─── SOURCE DOCUMENT ───

As you can see, turning off this directive doesn't save you from attacks made against vulnerabilities that can take place in file functions. In addition, it would destroy the functionality of some systems. Therefore, turning it off can be justified in only one case: You need to protect code that is likely to be vulnerable, but you don't have time or money to correct this code and eliminate vulnerabilities from it.

In any case, you should be aware that a skilful hacker can circumvent this protection.

At the same time, if your code meets all safety requirements, it doesn't matter whether the directive is turned on or off. In other words, the following note is true.


If the system security is thought out at the PHP script level, it is pointless to turn off this directive.

By default, this directive is turned on in PHP.

Displaying and Reporting Errors

The display_errors Boolean configuration directive tells the PHP interpreter whether it should display errors when executing code.

Many authors of books and articles recommend disabling this directive to increase the security level. Indeed, displaying errors isn't good programming style.

What's more, an error message indicates a situation that wasn't foreseen by the programmer. In other words, this is an undocumented response.

As I demonstrated earlier, undocumented responses of a system are used by attackers to gain control over it.

However, even when the directive for displaying errors is turned off, nothing will happen to undocumented responses. You just don't see an indication.

Therefore, turning off this directive will just relieve you of an indication of a vulnerability, not of the vulnerability itself. In Chapters 2 and 3 , I draw your attention to how an attacker can find and exploit vulnerabilities in a system when the error display is turned off.

In addition, turning off error messages can hamper tasks such as debugging the system, putting it into operation, adding new modules to it, and updating it. Again, a persistent attacker can exploit a vulnerability even when displaying errors is turned off.

A well-designed invulnerable system shouldn't enter undocumented states. Therefore, an outsider won't be able to change external conditions so that execution of a PHP script is terminated with an error.

So, turn off displaying error messages after you put your system into operation and make all necessary settings. Be aware that turning them off doesn't affect the system security; it would just be confusing, which is seldom effective.

Turn on the directive for displaying error messages during development and testing of the system and when adding new modules. This will help you debug undocumented responses of the system.

The error_reporting directive sets an error reporting level. For more details, refer to PHP documentation.

Magic Quotes

The magic_quotes_gpc directive is a Boolean configuration directive. When it is turned on, all quotation marks and apostrophes in HTTP GET, POST , and COOKIE parameters are screened with backslashes. That is, when the magic_quotes_runtime is turned on, quotation marks and apostrophes are screened in data returned by functions that retrieve information from external sources.

Thus, turning on these directives allows you to avoid processing received data when you're going to use them in SQL queries or other constructions that require screening of quotation marks, apostrophes, or both.

Some people say that turning on these directives eliminates the SQL injection vulnerability. However, in Chapter 3 devoted to this vulnerability, I demonstrated that an attacker sometimes can exploit this vulnerability without using quotation marks in parameters.

─── EXTRACTED INFORMATION ───

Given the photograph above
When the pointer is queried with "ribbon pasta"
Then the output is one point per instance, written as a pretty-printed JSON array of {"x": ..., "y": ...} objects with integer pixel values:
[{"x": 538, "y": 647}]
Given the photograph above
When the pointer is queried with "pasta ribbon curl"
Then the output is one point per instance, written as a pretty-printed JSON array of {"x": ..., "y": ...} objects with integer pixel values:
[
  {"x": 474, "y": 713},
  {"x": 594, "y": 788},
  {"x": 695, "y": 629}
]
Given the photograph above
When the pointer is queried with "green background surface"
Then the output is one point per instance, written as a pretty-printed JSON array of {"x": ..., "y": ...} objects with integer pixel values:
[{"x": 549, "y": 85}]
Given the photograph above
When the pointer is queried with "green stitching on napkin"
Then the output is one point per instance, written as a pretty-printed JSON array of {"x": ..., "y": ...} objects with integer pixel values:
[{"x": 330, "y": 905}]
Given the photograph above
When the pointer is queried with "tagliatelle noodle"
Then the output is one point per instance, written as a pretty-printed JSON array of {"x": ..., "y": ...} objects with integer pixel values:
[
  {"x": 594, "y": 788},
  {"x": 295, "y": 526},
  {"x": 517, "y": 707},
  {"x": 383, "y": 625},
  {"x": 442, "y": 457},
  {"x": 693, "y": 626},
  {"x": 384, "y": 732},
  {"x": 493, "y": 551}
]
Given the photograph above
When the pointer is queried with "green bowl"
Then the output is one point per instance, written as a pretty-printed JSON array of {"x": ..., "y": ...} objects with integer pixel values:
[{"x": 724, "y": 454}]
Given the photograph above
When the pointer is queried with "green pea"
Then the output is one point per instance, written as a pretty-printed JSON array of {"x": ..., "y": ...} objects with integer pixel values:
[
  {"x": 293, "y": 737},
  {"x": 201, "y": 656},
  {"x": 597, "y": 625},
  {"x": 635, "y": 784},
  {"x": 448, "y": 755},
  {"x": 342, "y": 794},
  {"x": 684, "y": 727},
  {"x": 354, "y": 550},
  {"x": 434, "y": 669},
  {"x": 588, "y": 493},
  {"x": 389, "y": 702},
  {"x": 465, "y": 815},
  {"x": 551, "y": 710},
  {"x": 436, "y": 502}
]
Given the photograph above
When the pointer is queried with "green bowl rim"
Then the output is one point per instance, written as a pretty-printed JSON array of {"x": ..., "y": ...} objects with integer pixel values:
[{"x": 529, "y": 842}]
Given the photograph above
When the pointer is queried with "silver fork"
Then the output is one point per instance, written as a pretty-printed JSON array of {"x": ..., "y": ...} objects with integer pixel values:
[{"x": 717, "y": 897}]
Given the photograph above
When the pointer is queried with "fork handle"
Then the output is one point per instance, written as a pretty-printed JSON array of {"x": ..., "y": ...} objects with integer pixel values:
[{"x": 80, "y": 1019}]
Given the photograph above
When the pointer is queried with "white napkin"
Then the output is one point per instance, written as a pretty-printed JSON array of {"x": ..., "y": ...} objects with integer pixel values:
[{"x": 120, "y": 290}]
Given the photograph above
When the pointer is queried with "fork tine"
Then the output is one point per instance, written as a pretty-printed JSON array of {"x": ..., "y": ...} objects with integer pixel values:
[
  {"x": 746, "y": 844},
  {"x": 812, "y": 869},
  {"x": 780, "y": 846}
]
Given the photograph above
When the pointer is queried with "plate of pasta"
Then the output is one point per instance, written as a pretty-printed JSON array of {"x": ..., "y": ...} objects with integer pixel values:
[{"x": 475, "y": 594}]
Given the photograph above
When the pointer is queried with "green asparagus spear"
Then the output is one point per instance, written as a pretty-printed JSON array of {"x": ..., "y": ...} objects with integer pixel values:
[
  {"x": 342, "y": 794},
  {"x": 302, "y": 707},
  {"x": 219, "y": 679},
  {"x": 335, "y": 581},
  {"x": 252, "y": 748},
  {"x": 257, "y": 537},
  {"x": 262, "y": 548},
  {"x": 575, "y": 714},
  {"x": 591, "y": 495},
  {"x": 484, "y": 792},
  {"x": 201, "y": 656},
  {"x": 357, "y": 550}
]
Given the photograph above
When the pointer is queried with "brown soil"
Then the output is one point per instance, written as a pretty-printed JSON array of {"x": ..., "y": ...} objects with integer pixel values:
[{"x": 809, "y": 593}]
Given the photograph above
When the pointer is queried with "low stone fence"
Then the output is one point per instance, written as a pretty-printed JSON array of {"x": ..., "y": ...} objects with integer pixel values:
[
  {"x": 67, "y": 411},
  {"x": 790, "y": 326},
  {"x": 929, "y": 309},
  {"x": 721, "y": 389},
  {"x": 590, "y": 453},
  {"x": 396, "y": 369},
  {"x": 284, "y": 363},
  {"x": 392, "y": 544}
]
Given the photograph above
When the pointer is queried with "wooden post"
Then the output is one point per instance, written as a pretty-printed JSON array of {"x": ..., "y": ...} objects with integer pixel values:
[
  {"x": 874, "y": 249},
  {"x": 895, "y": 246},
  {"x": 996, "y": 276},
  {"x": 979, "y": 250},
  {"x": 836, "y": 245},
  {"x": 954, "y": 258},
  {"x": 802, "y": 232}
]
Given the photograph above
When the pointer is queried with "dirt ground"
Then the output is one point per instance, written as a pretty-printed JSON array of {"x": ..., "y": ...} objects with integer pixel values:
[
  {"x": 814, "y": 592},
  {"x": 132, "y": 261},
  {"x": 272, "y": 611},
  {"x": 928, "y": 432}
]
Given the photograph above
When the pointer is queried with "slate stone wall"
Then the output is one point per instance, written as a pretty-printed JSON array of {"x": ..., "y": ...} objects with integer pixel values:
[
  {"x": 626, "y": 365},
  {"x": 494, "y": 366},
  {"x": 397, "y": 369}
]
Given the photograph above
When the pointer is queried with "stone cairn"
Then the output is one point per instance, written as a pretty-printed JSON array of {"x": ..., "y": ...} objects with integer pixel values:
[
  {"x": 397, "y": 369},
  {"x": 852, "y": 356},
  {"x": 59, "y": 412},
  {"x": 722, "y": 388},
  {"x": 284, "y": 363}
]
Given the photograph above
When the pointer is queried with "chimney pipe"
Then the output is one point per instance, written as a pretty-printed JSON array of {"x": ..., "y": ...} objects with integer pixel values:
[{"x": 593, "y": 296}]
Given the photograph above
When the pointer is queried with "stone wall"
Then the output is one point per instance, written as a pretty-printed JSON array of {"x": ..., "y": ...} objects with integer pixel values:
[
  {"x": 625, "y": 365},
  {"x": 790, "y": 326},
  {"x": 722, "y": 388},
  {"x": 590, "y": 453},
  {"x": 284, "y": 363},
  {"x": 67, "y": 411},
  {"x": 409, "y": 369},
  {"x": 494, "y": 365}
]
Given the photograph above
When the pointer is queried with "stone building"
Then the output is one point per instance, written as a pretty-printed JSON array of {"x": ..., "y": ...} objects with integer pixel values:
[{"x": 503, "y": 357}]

───

*LIST OF TASKS*
1. Repeat word for word the part of the PHP security passage from "In any case, you" to "turned on in PHP.".
2. In the PHP security passage, which directive sets an error reporting level?
3. Put this sentence from the PHP security passage into French: "The error_reporting directive sets an error reporting level."

*TASK RESULTS*
1.
In any case, you should be aware that a skilful hacker can circumvent this protection.

At the same time, if your code meets all safety requirements, it doesn't matter whether the directive is turned on or off. In other words, the following note is true.


If the system security is thought out at the PHP script level, it is pointless to turn off this directive.

By default, this directive is turned on in PHP.

2. The error_reporting directive.

3. La directive error_reporting définit un niveau de signalement des erreurs.